2 books: “Skiing for Beginners”  and “The New Guide to skiing”  -Awww, Aisha and Christopher bought the same books ❤

1 pair gloves

1 bottle Listerine

1 bottle CK1 cologne

1 box Trojan sensi-ribbed condoms -What a romantic combo, dude!

Benjamin

3 CDs: BB King, Blues Traveller and Mozart

2 books on tape: “A Morning for Flamingoes” and “The Wine-Dark ski”

1 scarf (hopefully black)

1 bag Jolly Rancher watermellon candy -Yum 🙂

Lucas

1 bottle Scope

2 packs Tic-Tacs

1 box Sheik condoms -Lucas, you cheap piece of shit. You couldn’t afford Trojans or Durex?

After all this excitement Zoey gets a talk from her ma about staying safe and not driving drunk and shit. I almost fainted because Zoey said she’d had “one or two beers” before. Holy shit!

The next morning is the drive to Killington which is as boring as you imagine it is.

Once at the condo everyone argues over sleeping arrangements; the guys don’t want to share beds with guys and neither do the gals. I love Claire’s thoughts here:

She was trying to set up a nice, romantic weekend here and get in some skiing, and between Zoey’s outraged chastity and the guys’ terror of homosexuality, they couldn’t get past stage one.

Once again, thank you, Claire.

Finally everyone but Nina and Ben goes out to play in the snow. Ben thinks Nina stayed behind out of pity and the two get into an argument.

Outside Claire is trying to race Jake down the mountain. They both fall in the snow, and this brings them together. Later, when mentioning an all-ages club, Jake uses the word “scrotes”. This tickles me.

After fun in the snow Aisha hottubs it (I so need to try a hottub) and meets a sexy Estonian guy named Pyotr. How random.

When nightime falls everyone hits the hip and cool all-ages club. And I wonder… how do the characters “dance” to Pearl Jam? I can’t imagine how I’d move my bod to those tunes. Answers, please?

▶ Dataset excerpt:

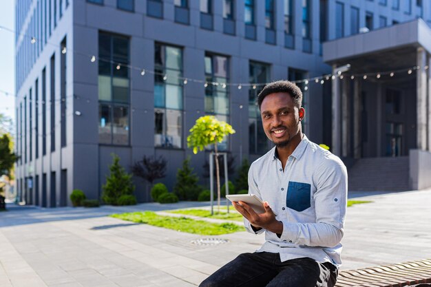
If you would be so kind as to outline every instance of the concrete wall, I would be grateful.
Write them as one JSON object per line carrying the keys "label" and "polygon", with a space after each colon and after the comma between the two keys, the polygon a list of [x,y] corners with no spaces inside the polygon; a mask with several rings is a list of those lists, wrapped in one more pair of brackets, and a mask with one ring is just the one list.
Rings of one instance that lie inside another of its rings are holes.
{"label": "concrete wall", "polygon": [[410,181],[412,189],[431,187],[431,152],[419,149],[410,151]]}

▶ What is expected: Pick up the ski-weekend recap after its last sentence and carry it forward.

▶ Task result:
Nina gets jealous over Claire dancing and flirting with Ben. Nina confronts Cliare, and Claire tells Nina of The Plan. Nina seems impressed by the cunning this plan employs.

Aisha dances with Mr. Estonia because Christopher’s off dancing with some ho in an Orioles hat. Zoey dances with Jake and brings up her story. Jake thinks Zoey knows about his cocaine use (because Jake’s a stupid chode who doesn’t realize what a stupid chode Zoey is) and storms out of the club.

Back at the condo Nina and Ben (who, in case you didn’t guess, went back to the condo) make up. Bow chicka wow-wow!!!

Outisde the club Jake tells Claire about all he’s been through lately (although he only makes a very vague comment about the sex)  and that he feels Zoey set him up. He forgives Claire for accidentally killing his brother, Wade, and Jake and Claire make up.

Lucas takes Zoey out to the van for some private time. I’m so jealous, guys! Well, I’d be more jealous if he had good condoms, but whatevs.

Aisha had gone to Pyotr’s hotel room to look at pictures (really, Eesh? Lame) and when Christopher sees her coming back so late he’s all ripped about it, because he’s a hypocritcal douche.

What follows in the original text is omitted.